Annotated photo localization data:
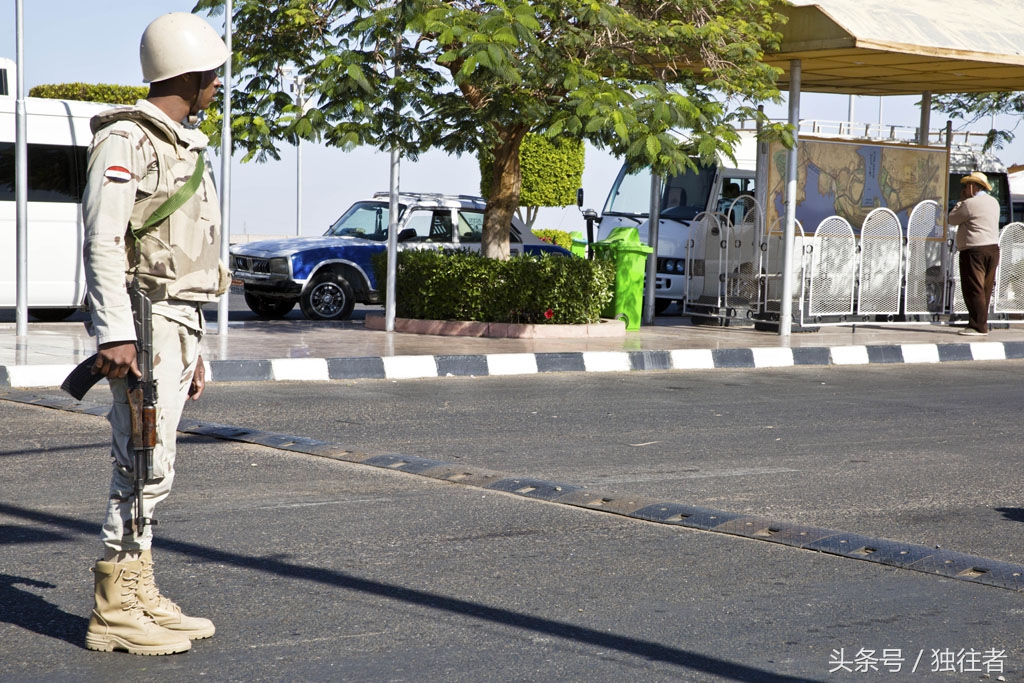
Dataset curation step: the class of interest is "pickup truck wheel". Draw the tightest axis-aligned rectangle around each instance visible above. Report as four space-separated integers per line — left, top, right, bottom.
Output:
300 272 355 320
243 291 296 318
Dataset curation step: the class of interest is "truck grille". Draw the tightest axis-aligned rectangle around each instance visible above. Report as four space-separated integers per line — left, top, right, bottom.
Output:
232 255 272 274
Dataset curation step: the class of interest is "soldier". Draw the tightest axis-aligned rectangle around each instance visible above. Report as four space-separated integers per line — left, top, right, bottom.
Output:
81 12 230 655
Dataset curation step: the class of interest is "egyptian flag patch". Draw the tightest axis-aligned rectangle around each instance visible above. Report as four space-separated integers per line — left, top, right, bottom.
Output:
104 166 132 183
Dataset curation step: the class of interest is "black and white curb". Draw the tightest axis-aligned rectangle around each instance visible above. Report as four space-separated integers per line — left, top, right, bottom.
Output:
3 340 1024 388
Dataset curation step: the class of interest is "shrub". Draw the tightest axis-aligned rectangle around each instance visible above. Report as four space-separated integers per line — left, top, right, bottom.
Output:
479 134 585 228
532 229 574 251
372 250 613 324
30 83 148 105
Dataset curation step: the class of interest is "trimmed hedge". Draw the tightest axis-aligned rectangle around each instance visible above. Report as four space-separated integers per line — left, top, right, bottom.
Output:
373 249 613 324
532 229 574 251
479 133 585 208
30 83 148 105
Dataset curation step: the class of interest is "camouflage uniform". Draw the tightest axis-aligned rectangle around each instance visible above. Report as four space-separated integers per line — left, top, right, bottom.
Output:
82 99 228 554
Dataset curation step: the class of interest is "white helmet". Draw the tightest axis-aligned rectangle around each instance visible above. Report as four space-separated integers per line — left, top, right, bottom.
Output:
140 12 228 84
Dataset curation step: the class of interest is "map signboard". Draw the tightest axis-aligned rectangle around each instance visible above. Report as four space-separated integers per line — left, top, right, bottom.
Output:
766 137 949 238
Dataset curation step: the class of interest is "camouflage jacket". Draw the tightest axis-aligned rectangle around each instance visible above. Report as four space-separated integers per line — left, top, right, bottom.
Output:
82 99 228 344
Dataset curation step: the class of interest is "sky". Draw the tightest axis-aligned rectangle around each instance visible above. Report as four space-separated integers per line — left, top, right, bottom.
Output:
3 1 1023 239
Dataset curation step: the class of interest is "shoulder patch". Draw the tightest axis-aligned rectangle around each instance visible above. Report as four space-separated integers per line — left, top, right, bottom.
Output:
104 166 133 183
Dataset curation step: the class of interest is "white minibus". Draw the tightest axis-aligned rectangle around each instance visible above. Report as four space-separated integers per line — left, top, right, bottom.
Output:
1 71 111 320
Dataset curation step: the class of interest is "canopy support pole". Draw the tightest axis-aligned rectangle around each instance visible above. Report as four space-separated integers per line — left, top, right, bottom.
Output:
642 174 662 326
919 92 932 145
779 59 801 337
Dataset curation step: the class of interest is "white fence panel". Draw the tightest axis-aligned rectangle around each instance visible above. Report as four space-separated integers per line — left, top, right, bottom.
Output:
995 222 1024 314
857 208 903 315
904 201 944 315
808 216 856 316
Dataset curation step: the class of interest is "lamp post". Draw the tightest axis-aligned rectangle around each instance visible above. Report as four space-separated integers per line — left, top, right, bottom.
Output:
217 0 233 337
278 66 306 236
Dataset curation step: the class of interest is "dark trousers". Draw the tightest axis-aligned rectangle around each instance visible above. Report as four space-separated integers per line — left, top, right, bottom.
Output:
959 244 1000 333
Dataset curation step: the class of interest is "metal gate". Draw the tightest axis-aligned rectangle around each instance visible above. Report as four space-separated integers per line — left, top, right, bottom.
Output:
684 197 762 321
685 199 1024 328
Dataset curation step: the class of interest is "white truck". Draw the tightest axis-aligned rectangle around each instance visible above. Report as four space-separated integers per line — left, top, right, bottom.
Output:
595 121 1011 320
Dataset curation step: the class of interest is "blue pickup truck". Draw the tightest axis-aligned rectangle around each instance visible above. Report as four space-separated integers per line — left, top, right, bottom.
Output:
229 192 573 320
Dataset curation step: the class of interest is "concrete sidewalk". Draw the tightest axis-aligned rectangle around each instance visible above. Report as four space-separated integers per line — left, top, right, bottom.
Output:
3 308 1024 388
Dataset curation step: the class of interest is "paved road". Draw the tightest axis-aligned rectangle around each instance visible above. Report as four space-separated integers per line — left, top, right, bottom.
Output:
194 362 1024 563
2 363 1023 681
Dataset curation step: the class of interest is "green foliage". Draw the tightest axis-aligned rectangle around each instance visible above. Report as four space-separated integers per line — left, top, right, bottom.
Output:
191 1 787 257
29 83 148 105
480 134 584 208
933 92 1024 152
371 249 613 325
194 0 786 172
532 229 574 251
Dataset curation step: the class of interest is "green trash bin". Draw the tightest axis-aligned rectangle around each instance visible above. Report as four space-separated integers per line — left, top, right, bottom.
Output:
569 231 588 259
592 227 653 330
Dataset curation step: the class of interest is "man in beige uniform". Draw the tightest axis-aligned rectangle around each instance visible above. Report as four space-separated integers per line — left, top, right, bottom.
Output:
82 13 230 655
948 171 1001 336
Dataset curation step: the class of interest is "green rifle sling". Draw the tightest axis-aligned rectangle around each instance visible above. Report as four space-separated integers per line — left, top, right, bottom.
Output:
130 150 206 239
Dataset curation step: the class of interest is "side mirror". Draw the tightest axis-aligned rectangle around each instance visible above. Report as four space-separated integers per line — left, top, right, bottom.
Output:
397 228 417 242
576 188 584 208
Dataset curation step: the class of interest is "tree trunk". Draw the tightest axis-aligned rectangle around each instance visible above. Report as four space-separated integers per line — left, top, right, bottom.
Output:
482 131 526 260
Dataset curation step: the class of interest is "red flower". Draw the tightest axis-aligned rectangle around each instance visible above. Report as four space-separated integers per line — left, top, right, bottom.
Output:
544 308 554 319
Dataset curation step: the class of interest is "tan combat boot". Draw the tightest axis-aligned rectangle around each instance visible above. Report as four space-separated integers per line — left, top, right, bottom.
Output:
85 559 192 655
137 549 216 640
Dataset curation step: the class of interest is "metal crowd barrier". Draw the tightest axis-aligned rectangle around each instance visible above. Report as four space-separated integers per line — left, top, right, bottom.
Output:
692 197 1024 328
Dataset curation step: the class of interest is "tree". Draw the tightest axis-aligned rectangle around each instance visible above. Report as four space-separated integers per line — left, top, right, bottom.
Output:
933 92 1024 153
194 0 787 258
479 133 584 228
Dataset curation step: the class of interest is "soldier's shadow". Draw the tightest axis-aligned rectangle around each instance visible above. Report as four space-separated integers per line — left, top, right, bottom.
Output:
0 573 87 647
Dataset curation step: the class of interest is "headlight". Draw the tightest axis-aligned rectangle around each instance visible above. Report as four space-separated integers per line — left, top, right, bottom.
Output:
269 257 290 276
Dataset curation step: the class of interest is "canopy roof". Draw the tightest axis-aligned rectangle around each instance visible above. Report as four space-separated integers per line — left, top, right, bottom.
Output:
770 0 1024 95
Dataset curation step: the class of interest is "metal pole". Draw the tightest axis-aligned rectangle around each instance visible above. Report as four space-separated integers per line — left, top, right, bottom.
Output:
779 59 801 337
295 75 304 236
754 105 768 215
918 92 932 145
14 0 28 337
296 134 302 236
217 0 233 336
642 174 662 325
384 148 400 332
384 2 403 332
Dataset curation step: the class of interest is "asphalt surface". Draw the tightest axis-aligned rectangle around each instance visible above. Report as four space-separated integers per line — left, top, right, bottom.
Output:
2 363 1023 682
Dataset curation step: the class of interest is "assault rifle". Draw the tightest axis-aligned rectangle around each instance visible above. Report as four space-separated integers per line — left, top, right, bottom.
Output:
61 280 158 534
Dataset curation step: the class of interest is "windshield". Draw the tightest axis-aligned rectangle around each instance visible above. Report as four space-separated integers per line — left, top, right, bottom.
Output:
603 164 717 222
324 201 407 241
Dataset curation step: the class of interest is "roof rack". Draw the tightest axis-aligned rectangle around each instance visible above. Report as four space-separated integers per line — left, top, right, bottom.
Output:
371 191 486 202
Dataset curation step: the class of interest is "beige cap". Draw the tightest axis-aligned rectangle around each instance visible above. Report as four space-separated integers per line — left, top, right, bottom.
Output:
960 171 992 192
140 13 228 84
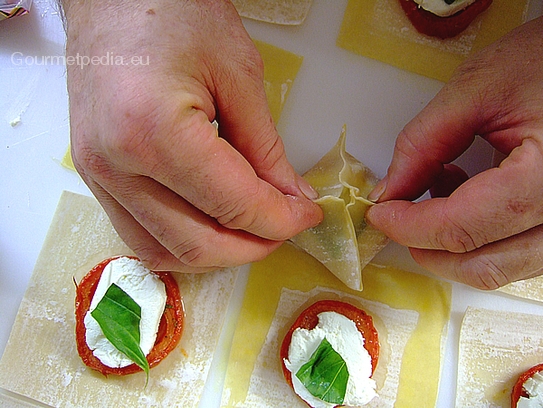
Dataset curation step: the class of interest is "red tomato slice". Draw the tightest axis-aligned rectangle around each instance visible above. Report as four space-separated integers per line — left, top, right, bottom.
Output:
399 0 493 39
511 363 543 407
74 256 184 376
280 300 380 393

Exercise aim: Say how many lines of the entries above hold the string "metal", and say nothing besides the number.

Written answer: 3